* [Required work] Begin at the line bearing "For a UI automation task, identify the lamp post visible". Transcribe it and all subsequent lines of the material below exactly, and nothing more.

* [Record set]

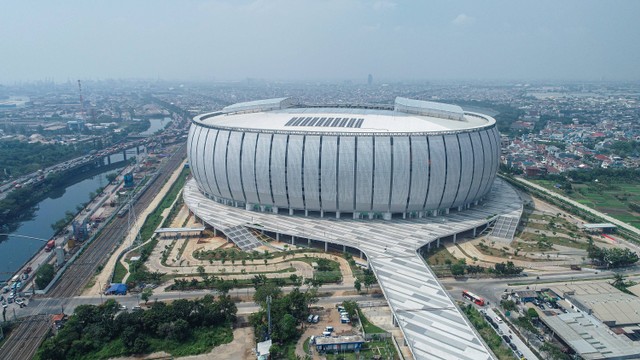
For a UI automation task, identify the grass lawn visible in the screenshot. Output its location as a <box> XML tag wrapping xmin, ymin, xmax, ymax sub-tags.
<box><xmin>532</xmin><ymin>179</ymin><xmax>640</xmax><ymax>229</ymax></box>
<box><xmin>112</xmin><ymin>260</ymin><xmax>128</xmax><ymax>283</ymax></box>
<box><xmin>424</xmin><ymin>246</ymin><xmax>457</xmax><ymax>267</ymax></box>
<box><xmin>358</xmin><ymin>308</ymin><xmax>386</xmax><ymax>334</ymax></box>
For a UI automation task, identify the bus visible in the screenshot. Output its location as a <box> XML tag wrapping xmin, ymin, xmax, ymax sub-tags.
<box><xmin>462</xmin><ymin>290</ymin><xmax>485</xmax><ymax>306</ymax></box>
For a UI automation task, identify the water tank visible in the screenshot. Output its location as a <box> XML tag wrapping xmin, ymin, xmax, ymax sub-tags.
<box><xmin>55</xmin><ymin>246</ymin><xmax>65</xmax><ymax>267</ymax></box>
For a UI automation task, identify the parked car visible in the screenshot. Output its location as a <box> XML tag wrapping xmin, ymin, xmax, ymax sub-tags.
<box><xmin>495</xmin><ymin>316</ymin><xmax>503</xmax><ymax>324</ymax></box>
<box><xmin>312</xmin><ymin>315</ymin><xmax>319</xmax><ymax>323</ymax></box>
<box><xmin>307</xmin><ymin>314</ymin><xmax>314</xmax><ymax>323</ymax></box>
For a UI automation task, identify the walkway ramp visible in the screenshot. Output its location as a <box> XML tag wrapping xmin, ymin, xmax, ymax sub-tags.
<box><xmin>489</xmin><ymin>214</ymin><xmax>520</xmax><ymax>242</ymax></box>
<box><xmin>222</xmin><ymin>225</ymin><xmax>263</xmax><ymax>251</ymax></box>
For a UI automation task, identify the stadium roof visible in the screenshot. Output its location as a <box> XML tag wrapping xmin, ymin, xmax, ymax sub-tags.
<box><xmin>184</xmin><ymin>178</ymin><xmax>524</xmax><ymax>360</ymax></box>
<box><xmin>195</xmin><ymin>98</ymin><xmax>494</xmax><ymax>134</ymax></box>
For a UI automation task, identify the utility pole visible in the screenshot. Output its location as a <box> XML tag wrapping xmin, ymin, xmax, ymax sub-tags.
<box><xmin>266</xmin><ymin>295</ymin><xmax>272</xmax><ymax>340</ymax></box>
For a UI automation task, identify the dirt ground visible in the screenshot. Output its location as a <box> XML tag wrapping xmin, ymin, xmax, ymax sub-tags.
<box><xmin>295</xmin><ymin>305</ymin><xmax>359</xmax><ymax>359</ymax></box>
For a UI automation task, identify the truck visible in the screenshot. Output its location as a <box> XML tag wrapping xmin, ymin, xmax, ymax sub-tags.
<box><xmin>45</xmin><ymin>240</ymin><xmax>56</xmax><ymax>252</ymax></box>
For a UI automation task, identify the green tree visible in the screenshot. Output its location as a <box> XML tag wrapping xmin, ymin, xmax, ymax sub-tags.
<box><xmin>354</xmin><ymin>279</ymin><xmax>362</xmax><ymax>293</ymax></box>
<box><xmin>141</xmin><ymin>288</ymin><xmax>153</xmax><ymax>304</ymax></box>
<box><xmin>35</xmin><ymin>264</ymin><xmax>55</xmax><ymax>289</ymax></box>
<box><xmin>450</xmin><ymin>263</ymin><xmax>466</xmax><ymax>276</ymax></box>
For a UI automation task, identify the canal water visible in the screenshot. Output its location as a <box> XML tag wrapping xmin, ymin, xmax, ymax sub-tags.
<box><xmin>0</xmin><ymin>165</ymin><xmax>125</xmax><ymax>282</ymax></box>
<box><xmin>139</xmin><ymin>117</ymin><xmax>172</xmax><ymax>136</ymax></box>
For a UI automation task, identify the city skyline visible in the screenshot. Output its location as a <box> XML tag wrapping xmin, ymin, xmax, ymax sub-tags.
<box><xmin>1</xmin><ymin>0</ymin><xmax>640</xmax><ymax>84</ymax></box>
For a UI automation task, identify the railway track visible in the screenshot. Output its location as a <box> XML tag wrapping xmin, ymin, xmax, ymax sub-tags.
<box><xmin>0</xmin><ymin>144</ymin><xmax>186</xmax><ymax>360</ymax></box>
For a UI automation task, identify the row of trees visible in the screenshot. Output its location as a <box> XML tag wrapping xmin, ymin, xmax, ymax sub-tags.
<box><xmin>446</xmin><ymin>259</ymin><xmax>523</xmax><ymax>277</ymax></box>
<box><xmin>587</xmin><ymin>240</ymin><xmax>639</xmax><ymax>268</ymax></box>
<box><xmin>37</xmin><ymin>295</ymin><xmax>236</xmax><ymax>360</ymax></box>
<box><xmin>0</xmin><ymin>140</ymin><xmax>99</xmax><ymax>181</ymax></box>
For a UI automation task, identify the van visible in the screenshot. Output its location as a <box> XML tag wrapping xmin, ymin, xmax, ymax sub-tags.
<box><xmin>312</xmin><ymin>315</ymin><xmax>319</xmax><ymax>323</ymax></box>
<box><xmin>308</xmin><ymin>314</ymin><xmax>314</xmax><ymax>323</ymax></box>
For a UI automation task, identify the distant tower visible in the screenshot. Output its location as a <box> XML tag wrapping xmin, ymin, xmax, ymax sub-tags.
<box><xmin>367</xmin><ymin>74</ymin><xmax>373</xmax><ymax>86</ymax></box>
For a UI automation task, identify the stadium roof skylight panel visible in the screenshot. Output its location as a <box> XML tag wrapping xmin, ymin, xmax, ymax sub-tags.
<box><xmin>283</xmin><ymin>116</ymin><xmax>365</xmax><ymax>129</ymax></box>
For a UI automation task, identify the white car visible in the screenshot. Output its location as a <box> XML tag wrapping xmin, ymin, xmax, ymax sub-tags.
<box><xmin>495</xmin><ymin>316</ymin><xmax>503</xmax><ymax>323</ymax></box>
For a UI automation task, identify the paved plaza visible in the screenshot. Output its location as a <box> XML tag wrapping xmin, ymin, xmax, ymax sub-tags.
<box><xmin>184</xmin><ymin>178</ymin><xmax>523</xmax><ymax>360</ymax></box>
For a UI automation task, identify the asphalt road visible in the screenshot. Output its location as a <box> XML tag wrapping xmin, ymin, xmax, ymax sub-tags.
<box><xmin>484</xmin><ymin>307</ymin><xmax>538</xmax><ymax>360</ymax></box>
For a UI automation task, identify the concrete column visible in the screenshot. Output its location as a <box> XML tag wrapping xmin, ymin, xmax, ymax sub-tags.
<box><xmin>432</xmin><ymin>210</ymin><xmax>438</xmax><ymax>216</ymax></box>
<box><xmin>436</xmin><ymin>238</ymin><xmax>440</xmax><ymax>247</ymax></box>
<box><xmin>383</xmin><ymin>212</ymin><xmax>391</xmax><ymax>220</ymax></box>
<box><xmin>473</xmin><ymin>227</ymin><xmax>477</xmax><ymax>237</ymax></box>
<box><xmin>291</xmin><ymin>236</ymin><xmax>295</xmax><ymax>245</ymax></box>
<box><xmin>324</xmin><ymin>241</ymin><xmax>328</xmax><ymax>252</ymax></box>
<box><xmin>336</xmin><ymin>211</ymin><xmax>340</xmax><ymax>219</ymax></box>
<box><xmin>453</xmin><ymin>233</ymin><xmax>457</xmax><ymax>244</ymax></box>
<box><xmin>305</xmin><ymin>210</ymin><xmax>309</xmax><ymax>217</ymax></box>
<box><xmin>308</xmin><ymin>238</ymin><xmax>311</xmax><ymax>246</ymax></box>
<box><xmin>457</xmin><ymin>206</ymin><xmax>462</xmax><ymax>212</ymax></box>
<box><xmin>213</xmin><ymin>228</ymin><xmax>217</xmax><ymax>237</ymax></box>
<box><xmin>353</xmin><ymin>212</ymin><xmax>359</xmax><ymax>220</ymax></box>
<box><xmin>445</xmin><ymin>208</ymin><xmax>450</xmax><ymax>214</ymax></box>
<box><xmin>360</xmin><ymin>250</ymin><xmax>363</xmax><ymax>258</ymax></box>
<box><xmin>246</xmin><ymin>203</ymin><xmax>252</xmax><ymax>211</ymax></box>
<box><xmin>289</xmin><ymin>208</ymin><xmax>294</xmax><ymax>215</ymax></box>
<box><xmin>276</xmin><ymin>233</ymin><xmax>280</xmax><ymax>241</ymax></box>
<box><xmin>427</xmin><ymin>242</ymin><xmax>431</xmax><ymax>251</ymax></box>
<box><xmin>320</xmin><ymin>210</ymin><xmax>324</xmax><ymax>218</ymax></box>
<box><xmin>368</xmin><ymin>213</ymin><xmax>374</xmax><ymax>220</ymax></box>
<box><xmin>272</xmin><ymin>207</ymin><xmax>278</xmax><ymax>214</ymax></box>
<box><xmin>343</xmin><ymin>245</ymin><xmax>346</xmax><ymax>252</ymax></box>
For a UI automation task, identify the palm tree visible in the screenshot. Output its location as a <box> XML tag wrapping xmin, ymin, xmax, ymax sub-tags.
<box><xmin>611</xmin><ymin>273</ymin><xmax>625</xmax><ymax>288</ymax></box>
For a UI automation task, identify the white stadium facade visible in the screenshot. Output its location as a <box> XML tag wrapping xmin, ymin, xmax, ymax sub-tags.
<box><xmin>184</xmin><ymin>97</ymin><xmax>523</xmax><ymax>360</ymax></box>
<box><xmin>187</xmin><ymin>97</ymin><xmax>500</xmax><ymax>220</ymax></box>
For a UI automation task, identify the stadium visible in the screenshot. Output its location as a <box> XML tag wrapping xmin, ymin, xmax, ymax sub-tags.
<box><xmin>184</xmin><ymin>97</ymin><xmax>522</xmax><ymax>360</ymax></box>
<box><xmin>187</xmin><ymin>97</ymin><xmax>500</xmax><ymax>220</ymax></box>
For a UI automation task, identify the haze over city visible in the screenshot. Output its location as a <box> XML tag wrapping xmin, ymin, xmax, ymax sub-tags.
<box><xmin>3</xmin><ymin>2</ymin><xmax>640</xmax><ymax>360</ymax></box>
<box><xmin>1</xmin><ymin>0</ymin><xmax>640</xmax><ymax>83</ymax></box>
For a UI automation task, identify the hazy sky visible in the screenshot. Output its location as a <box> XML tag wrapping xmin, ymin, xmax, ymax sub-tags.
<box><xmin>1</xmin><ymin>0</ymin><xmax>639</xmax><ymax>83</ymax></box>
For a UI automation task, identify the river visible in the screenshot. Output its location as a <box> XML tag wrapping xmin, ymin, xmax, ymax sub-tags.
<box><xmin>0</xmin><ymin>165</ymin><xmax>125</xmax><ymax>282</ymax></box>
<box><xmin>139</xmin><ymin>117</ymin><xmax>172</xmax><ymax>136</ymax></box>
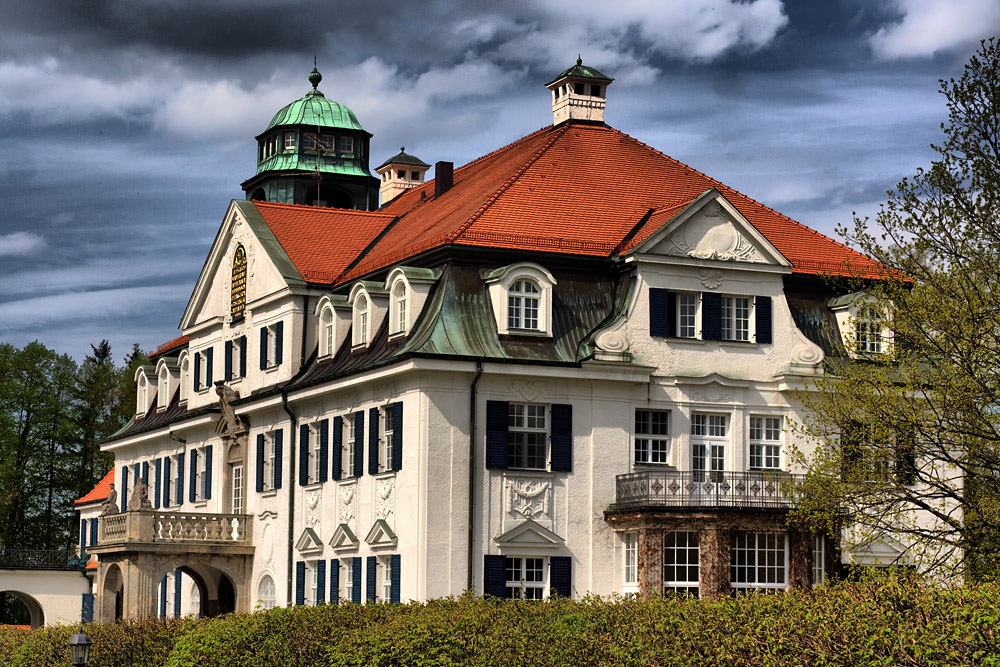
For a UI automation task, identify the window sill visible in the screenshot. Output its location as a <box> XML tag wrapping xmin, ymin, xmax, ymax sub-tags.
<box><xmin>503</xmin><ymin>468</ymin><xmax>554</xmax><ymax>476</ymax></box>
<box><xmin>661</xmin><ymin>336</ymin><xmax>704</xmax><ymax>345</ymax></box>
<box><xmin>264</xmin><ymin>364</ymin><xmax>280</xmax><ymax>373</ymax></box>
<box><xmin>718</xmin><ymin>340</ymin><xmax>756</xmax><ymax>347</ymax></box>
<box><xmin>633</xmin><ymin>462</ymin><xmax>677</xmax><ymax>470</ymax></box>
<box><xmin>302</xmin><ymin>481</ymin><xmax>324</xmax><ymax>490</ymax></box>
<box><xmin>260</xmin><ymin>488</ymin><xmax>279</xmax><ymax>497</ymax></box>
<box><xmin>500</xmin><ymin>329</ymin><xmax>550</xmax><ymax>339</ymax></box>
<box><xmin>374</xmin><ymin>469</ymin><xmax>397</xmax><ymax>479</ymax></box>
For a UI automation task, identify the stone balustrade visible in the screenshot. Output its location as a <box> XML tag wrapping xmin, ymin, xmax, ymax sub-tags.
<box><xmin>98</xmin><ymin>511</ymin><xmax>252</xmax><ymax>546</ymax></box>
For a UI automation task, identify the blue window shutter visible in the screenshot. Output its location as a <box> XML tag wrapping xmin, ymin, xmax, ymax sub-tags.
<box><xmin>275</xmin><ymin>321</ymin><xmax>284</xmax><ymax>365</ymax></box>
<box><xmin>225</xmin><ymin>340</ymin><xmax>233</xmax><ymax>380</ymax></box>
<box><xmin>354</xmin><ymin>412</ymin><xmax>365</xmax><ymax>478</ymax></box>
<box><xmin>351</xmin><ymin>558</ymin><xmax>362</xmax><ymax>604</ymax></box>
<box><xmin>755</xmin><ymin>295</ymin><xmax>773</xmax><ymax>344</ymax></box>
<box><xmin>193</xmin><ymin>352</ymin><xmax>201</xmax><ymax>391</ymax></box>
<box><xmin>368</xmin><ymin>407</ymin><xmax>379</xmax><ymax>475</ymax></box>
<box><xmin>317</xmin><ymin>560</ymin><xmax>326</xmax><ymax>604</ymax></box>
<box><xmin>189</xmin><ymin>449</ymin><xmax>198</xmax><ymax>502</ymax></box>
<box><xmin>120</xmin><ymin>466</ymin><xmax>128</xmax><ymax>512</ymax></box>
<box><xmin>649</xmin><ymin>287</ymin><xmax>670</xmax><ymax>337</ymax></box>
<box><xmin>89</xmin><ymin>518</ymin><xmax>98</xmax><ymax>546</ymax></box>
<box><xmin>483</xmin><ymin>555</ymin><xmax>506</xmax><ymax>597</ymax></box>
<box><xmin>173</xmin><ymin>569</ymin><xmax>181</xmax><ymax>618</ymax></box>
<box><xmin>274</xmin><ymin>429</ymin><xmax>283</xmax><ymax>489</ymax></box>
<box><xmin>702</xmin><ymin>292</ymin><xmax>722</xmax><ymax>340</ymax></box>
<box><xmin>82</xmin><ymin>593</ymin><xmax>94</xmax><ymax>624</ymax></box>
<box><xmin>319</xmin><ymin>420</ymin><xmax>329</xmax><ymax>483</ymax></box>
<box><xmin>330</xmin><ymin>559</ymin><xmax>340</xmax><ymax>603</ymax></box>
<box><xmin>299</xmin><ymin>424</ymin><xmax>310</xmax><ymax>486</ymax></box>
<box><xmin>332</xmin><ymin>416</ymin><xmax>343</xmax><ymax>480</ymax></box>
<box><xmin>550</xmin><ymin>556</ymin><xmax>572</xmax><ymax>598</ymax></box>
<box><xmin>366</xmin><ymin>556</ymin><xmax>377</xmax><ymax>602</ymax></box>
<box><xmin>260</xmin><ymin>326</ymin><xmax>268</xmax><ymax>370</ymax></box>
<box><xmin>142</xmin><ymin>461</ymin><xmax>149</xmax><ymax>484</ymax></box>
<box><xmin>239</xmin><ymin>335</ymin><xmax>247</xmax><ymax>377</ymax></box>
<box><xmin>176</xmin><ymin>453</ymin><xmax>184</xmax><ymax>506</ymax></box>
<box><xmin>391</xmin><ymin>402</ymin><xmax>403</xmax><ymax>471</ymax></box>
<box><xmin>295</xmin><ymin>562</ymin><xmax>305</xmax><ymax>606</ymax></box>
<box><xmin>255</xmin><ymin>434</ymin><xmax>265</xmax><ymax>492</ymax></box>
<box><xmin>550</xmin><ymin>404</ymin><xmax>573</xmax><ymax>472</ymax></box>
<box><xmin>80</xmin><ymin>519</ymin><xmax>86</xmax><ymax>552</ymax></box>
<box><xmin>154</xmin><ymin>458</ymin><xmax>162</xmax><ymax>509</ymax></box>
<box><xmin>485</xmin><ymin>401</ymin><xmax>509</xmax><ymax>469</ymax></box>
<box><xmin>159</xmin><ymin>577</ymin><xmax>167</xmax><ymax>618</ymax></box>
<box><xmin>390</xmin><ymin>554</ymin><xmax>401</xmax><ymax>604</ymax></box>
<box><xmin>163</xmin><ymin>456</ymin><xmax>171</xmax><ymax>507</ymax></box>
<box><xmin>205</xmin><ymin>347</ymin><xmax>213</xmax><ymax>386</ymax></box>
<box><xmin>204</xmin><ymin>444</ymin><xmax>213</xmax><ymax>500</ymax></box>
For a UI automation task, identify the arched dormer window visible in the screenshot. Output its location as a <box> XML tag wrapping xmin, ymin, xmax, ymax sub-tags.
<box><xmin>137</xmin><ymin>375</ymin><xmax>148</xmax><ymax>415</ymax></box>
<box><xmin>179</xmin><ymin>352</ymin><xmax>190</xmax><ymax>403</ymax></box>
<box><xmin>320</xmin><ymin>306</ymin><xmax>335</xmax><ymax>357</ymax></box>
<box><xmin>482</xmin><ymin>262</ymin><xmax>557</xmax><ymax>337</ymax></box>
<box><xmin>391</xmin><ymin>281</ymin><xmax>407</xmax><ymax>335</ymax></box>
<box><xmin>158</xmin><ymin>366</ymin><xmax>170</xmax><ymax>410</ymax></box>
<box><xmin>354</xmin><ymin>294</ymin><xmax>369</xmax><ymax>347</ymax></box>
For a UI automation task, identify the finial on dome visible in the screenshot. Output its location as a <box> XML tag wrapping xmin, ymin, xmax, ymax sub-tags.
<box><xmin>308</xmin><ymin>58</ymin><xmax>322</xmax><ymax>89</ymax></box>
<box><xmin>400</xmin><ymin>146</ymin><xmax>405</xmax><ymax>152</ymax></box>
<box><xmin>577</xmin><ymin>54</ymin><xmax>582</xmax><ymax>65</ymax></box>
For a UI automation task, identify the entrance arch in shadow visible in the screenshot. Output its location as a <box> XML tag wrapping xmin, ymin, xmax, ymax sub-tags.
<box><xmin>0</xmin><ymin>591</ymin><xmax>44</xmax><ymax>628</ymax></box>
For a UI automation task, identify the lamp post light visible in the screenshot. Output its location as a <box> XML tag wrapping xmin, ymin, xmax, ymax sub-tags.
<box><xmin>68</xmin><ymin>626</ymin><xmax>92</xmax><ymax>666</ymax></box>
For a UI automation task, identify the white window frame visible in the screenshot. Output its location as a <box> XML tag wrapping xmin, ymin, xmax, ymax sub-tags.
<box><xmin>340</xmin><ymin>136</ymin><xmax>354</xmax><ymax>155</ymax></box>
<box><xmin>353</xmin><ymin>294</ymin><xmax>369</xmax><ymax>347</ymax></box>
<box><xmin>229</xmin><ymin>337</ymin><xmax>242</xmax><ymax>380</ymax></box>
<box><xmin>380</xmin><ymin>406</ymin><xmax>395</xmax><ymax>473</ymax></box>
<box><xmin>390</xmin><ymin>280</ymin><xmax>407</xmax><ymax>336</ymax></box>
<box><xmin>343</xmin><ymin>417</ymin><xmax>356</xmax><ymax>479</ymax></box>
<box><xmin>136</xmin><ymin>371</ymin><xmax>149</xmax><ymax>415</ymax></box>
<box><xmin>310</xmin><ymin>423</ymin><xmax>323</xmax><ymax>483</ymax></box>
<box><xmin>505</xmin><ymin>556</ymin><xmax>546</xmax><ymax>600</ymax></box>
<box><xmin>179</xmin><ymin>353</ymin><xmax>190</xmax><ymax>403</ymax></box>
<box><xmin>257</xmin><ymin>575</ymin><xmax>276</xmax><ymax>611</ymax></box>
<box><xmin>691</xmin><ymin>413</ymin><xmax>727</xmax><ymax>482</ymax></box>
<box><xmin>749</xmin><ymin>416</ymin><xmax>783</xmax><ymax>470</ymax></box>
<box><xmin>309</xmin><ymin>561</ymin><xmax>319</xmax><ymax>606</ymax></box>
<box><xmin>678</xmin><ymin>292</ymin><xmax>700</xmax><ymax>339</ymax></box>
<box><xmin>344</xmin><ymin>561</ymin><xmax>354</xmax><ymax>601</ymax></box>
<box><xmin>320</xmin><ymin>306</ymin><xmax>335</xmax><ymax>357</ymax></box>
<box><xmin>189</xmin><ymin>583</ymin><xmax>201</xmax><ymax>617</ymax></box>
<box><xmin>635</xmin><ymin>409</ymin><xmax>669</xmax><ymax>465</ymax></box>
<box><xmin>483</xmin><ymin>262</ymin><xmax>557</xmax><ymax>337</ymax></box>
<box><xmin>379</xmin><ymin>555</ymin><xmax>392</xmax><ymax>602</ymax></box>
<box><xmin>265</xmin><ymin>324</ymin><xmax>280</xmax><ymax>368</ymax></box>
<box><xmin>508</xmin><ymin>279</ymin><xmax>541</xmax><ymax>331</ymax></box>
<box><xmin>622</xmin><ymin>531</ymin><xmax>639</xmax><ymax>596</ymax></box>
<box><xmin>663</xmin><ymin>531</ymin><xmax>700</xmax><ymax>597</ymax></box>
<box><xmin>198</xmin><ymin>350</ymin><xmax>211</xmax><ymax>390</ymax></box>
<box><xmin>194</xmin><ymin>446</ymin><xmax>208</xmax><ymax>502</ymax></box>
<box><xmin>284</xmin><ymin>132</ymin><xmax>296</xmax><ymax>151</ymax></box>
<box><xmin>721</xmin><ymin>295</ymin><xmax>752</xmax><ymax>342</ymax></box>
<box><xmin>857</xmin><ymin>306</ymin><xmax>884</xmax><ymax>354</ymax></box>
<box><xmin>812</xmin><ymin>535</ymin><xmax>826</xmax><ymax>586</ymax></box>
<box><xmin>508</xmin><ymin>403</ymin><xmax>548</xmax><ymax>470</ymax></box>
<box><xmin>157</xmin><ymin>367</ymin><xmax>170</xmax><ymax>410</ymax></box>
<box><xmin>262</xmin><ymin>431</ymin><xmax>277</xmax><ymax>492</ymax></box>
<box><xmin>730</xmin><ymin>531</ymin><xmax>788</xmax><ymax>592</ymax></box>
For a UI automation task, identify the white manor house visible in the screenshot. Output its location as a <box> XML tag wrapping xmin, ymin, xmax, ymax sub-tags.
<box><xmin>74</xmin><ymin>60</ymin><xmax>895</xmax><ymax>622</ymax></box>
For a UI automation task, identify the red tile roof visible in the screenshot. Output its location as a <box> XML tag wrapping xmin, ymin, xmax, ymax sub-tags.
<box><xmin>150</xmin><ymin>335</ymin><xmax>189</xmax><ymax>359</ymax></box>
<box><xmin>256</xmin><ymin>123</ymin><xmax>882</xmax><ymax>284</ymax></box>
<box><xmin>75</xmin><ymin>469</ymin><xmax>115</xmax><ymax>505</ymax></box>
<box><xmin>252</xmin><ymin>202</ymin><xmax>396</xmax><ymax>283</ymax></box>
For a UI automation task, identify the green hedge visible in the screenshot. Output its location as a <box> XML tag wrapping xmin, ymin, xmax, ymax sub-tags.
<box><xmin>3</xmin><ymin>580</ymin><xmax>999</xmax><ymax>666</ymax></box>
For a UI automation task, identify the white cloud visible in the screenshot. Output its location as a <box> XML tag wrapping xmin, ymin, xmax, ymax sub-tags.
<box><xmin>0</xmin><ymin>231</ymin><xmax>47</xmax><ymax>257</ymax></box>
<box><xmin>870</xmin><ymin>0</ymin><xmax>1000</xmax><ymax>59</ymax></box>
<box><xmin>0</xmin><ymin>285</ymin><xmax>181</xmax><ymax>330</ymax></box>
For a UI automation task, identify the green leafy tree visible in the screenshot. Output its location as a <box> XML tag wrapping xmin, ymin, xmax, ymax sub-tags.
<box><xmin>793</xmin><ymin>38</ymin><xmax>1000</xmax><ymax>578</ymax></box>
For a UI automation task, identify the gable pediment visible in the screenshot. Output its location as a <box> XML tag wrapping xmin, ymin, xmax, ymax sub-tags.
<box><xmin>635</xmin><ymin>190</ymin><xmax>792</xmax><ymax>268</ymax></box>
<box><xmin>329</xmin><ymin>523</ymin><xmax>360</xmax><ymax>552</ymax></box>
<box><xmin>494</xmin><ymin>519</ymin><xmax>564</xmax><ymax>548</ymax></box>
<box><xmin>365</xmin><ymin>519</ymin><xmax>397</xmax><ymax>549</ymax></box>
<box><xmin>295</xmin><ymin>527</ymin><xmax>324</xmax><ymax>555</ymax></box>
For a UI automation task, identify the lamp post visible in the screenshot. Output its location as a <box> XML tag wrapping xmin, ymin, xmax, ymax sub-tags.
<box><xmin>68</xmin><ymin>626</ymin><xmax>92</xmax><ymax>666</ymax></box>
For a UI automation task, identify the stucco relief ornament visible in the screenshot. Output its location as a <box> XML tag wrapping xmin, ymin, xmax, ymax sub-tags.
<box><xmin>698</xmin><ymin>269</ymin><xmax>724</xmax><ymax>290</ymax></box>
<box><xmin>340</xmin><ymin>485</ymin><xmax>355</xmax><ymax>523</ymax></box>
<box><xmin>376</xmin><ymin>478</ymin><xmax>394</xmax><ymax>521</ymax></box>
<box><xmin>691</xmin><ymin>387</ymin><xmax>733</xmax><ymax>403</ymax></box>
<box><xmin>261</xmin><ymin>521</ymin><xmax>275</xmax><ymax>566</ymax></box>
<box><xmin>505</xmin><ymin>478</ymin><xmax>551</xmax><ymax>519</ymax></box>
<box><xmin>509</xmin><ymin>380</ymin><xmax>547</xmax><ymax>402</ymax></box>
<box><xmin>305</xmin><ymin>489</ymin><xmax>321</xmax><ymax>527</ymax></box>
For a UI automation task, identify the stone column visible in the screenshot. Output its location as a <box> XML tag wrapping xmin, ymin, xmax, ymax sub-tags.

* [Response to this exercise]
For a UI automation task, identify the lamp post visible in the screenshot. Output its location as a <box> XML tag wrapping xmin, ymin, xmax, ymax sub-tags.
<box><xmin>68</xmin><ymin>626</ymin><xmax>92</xmax><ymax>666</ymax></box>
For a UI automation task, identify the stucco relief ornament visible in the screenshot. Output its location as a <box> XML tag wrapping xmin, ymin, xmax, ymax sub-tags.
<box><xmin>698</xmin><ymin>269</ymin><xmax>724</xmax><ymax>290</ymax></box>
<box><xmin>340</xmin><ymin>485</ymin><xmax>355</xmax><ymax>523</ymax></box>
<box><xmin>376</xmin><ymin>478</ymin><xmax>394</xmax><ymax>521</ymax></box>
<box><xmin>691</xmin><ymin>387</ymin><xmax>733</xmax><ymax>403</ymax></box>
<box><xmin>261</xmin><ymin>521</ymin><xmax>275</xmax><ymax>566</ymax></box>
<box><xmin>505</xmin><ymin>478</ymin><xmax>551</xmax><ymax>519</ymax></box>
<box><xmin>509</xmin><ymin>380</ymin><xmax>547</xmax><ymax>402</ymax></box>
<box><xmin>305</xmin><ymin>489</ymin><xmax>321</xmax><ymax>527</ymax></box>
For a UI automation task, identify the stone column visible in the screenshot. Output its location as a <box> XML tag wrapping xmin, ymin, xmax, ymax sub-tags.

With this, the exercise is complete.